━━━ Reading text

During the presidency of Bingu wa Mutharika, the Human Rights Commission was hampered by a lack of resources and a fear of reprisals. The MHRC retained its independence, according to the Human Rights Institute of the International Bar Association, as “exhibited through the concerted efforts of the outgoing chair of the MHRC, John Kapito,” whose open criticism of Mutharika's government resulted in threats and harassment". The MHRC continued “to execute its mandate to the best of its ability.” In 2009, the MHRC supported a women's rights group when it unsuccessfully sued the government claiming that the anti-abortion law infringed on women's rights.

In June 2012, UN Deputy High Commissioner for Human Rights Kyung-wha Kang said that the MHRC had “done exemplary work, including through very difficult times in the past year. It is important that the independence and broad mandate of the MHRC are maintained and respected.”

In 2019 the President Mutharika appointed Dr Sunduzwayo Madise, Boniface Massa, Dr Bertha Sefu, Stella Twea, Scader Louis, Chiyamwaka and Rev. Cecilia Kotia to become the 7th cohort of human rights commissioners. The commission was completed by the Law Commissioner and Ombudsman Martha Chizuma. Chizuma had to write to the President to object to Chiyamwaka and Rev. Cecilia Kotia as they were names that had not been recommended to the President. Chizuma said that the President had acted illegally as the constitution did not allow him to freely appoint human rights commissioners.

━━━━━━
━━━ Records shown

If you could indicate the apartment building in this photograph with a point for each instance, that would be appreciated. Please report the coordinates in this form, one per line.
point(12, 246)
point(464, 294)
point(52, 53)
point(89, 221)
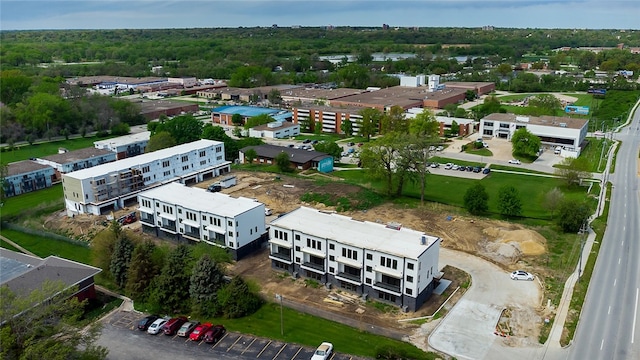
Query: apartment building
point(101, 189)
point(386, 263)
point(178, 212)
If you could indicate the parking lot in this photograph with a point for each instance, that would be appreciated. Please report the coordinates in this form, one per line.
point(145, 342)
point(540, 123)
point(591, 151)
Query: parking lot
point(125, 341)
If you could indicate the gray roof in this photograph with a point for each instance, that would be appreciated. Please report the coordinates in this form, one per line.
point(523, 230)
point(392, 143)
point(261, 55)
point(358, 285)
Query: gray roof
point(25, 273)
point(25, 166)
point(76, 155)
point(297, 156)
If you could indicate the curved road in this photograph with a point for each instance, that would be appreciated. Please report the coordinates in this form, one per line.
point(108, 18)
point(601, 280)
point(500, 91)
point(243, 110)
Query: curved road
point(609, 326)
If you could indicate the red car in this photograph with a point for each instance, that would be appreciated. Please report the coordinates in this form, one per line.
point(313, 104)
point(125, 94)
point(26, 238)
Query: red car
point(198, 333)
point(214, 334)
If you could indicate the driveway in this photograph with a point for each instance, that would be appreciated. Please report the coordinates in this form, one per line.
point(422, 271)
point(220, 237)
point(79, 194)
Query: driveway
point(468, 330)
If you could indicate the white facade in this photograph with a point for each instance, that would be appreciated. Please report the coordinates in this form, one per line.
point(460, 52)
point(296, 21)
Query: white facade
point(125, 146)
point(390, 264)
point(107, 187)
point(552, 131)
point(180, 212)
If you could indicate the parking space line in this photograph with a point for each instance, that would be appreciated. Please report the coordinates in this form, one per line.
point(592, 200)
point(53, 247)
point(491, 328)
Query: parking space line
point(282, 348)
point(264, 348)
point(235, 342)
point(248, 346)
point(297, 352)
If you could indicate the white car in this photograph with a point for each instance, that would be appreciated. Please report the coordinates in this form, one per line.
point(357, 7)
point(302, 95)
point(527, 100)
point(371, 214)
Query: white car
point(156, 327)
point(323, 352)
point(521, 275)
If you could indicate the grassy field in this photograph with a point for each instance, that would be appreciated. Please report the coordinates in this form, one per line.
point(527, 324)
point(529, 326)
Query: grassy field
point(450, 190)
point(43, 201)
point(26, 152)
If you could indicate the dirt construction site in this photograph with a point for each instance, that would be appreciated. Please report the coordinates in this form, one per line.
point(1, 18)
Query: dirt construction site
point(506, 245)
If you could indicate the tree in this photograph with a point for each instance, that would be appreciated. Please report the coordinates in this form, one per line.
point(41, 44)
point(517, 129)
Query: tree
point(525, 143)
point(206, 280)
point(160, 140)
point(237, 300)
point(573, 170)
point(143, 268)
point(45, 324)
point(476, 199)
point(236, 119)
point(183, 128)
point(250, 155)
point(328, 147)
point(572, 214)
point(347, 127)
point(283, 163)
point(371, 117)
point(120, 259)
point(509, 201)
point(552, 200)
point(171, 288)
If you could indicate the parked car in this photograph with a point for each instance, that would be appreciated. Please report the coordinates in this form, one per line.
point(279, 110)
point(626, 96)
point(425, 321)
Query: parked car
point(173, 325)
point(187, 328)
point(323, 351)
point(156, 326)
point(198, 333)
point(214, 334)
point(145, 322)
point(521, 275)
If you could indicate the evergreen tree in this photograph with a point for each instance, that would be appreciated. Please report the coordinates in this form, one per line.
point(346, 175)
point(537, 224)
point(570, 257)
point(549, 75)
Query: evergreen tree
point(206, 280)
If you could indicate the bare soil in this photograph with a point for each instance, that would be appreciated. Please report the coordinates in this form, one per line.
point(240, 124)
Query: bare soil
point(501, 242)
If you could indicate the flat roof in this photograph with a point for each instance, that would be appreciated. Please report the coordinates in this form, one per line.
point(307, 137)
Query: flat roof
point(25, 166)
point(362, 234)
point(201, 200)
point(76, 155)
point(133, 162)
point(124, 140)
point(545, 120)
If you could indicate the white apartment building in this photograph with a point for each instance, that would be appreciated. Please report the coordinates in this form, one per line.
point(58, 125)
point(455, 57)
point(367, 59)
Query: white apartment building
point(178, 212)
point(101, 189)
point(384, 262)
point(552, 131)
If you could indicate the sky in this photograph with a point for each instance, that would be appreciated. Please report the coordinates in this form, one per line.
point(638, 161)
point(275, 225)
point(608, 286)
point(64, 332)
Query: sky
point(148, 14)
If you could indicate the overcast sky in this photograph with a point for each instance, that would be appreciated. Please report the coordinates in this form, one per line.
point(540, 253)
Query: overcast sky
point(147, 14)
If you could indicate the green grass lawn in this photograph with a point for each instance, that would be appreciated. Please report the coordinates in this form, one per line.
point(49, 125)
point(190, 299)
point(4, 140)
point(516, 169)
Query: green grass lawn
point(305, 329)
point(26, 152)
point(43, 201)
point(44, 247)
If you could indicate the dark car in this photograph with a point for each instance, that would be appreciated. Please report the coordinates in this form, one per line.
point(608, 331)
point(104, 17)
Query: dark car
point(173, 325)
point(214, 334)
point(145, 322)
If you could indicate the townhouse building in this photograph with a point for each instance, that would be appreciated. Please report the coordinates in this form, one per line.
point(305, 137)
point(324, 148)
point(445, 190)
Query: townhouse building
point(383, 262)
point(103, 188)
point(175, 211)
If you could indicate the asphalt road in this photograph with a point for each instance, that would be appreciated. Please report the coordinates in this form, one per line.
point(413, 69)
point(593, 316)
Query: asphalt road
point(609, 326)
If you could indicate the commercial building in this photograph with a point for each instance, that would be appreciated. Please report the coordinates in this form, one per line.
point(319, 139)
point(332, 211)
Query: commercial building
point(67, 161)
point(383, 262)
point(125, 146)
point(178, 212)
point(27, 176)
point(101, 189)
point(566, 132)
point(300, 159)
point(23, 274)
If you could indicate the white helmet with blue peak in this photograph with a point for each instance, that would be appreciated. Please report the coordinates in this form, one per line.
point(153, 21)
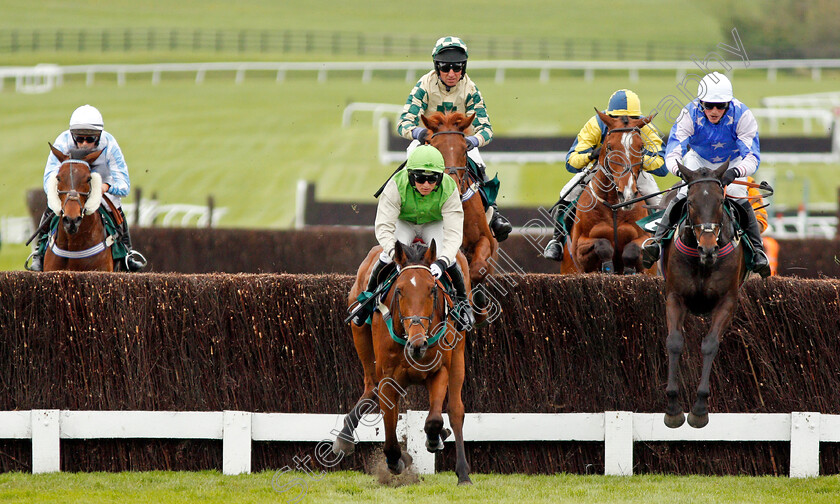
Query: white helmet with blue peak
point(86, 118)
point(715, 88)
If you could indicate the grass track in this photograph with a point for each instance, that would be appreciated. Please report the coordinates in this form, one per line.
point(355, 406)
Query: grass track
point(350, 487)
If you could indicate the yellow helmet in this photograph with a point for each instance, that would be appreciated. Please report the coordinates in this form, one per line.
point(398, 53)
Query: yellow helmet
point(624, 102)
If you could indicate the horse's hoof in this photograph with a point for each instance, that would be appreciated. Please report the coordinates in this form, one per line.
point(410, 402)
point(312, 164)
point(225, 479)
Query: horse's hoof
point(398, 468)
point(698, 421)
point(674, 421)
point(343, 446)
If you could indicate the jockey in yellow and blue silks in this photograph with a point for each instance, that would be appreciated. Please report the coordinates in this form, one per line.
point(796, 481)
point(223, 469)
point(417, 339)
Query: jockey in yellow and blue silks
point(448, 88)
point(584, 152)
point(420, 201)
point(714, 129)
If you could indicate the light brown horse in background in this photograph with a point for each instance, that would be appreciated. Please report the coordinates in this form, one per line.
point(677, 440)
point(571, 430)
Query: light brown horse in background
point(447, 133)
point(392, 361)
point(605, 238)
point(74, 195)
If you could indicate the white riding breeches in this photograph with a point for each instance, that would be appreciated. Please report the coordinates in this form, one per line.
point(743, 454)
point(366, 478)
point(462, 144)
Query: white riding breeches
point(405, 232)
point(645, 183)
point(693, 162)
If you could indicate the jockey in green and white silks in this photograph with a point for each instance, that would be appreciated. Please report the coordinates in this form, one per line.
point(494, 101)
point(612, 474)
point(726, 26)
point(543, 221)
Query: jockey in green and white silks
point(87, 131)
point(448, 88)
point(584, 153)
point(711, 130)
point(420, 201)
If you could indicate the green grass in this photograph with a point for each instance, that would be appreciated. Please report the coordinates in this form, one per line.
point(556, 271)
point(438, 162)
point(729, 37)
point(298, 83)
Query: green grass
point(350, 487)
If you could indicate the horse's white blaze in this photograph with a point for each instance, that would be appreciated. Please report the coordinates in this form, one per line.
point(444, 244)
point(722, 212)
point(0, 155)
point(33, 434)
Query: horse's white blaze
point(53, 201)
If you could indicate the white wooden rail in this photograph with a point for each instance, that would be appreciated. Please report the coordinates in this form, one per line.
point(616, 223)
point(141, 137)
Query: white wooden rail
point(44, 77)
point(618, 430)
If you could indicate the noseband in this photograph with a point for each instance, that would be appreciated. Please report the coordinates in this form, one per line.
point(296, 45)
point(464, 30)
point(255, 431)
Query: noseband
point(73, 194)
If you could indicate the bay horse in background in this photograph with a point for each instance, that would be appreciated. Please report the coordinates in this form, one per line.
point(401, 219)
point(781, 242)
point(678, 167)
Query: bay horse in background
point(74, 194)
point(447, 133)
point(704, 268)
point(605, 238)
point(413, 345)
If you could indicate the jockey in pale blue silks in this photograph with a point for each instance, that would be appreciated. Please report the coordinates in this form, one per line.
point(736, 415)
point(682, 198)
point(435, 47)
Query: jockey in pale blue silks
point(711, 130)
point(87, 131)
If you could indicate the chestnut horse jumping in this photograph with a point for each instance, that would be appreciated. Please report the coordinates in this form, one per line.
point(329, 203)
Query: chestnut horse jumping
point(704, 268)
point(413, 345)
point(447, 134)
point(605, 237)
point(80, 242)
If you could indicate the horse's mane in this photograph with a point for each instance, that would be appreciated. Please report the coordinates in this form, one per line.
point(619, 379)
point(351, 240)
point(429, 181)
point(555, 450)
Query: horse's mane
point(414, 253)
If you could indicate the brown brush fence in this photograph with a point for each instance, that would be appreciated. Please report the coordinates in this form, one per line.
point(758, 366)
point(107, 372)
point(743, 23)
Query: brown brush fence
point(340, 250)
point(276, 343)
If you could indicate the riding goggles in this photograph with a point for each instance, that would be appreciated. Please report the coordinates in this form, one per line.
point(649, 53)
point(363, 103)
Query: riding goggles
point(713, 105)
point(422, 178)
point(84, 138)
point(446, 67)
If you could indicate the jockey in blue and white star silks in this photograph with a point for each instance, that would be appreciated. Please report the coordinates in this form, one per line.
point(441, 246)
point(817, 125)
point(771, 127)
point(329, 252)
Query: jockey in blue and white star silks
point(711, 130)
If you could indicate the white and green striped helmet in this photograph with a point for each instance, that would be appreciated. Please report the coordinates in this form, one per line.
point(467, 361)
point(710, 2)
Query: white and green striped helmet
point(450, 50)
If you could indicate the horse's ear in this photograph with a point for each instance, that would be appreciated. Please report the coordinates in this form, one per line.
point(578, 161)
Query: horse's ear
point(722, 168)
point(431, 254)
point(399, 254)
point(62, 157)
point(90, 158)
point(687, 174)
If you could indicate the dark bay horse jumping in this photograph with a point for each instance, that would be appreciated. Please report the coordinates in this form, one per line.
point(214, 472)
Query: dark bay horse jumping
point(704, 268)
point(604, 238)
point(80, 242)
point(447, 134)
point(413, 345)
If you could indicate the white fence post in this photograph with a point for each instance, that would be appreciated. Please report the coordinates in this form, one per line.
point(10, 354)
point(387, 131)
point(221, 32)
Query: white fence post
point(618, 443)
point(415, 442)
point(804, 444)
point(236, 443)
point(46, 445)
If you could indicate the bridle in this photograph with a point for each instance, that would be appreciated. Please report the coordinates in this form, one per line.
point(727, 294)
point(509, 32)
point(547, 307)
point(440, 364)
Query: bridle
point(415, 319)
point(704, 227)
point(625, 167)
point(463, 180)
point(73, 194)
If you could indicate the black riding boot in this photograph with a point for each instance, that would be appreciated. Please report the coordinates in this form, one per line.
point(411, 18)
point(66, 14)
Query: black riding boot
point(554, 249)
point(366, 311)
point(37, 256)
point(498, 223)
point(134, 261)
point(466, 319)
point(760, 263)
point(651, 247)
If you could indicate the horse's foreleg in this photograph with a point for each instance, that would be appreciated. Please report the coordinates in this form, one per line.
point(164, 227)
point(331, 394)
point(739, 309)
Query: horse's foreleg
point(345, 441)
point(389, 402)
point(721, 318)
point(436, 384)
point(456, 413)
point(675, 314)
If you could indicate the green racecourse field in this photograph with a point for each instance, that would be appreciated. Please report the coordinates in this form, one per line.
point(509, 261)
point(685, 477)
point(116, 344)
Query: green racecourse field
point(348, 487)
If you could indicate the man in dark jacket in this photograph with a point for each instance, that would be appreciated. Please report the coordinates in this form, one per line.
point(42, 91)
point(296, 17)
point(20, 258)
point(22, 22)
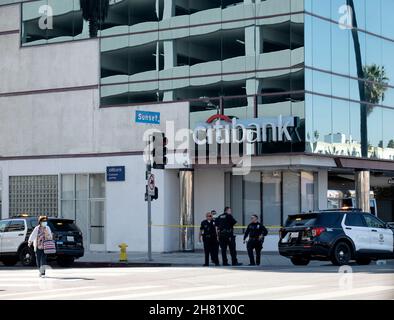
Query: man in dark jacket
point(256, 233)
point(209, 236)
point(225, 226)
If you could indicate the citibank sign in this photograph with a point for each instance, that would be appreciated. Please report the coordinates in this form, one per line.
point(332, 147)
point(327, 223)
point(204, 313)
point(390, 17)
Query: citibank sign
point(222, 129)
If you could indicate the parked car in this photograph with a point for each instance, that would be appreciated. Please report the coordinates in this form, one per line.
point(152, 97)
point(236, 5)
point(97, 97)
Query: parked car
point(337, 236)
point(15, 232)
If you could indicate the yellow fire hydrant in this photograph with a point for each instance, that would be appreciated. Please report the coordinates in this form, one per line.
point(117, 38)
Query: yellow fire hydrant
point(123, 253)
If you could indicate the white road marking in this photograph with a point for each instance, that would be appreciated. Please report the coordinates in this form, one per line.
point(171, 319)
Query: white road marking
point(17, 285)
point(339, 293)
point(92, 292)
point(42, 292)
point(151, 295)
point(248, 292)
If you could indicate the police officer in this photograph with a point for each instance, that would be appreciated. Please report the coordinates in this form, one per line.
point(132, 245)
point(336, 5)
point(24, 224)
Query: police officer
point(256, 233)
point(225, 225)
point(209, 236)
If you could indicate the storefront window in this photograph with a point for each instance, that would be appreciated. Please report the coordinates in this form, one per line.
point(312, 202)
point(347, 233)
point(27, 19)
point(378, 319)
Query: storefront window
point(272, 198)
point(34, 195)
point(83, 200)
point(308, 190)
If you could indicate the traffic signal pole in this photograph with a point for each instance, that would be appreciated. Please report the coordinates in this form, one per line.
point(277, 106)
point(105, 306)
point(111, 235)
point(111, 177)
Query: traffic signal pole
point(148, 172)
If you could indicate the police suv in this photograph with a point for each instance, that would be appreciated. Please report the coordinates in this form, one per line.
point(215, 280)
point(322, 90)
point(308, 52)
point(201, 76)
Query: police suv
point(337, 236)
point(15, 232)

━━━━━━

◆ **Activity**:
In the text on the Human Rights Commission, copy everything from "In 2019 the" down to "appoint human rights commissioners.", replacing "cohort" with "group".

◆ **Problem solution**:
In 2019 the President Mutharika appointed Dr Sunduzwayo Madise, Boniface Massa, Dr Bertha Sefu, Stella Twea, Scader Louis, Chiyamwaka and Rev. Cecilia Kotia to become the 7th group of human rights commissioners. The commission was completed by the Law Commissioner and Ombudsman Martha Chizuma. Chizuma had to write to the President to object to Chiyamwaka and Rev. Cecilia Kotia as they were names that had not been recommended to the President. Chizuma said that the President had acted illegally as the constitution did not allow him to freely appoint human rights commissioners.